Reproduce each line of the records below word for word, leaving out the pictures.

» **The input**
----------------------------------------

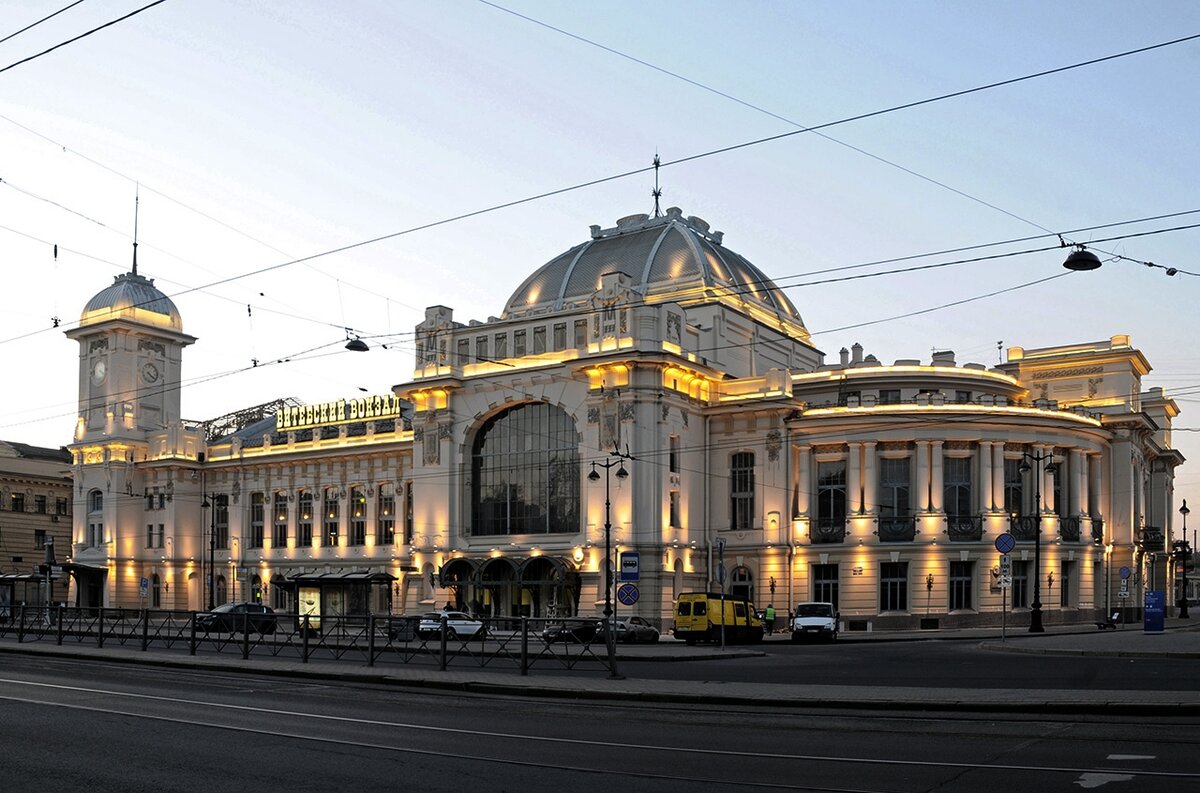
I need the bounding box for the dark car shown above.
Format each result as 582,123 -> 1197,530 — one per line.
617,617 -> 659,644
196,603 -> 276,633
541,618 -> 604,644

----------------------------------------

» **Correct result**
I need the bounding box for the dark car shown above.
Format each result as 582,123 -> 1197,530 — one per line.
617,617 -> 659,644
196,603 -> 276,633
541,618 -> 604,644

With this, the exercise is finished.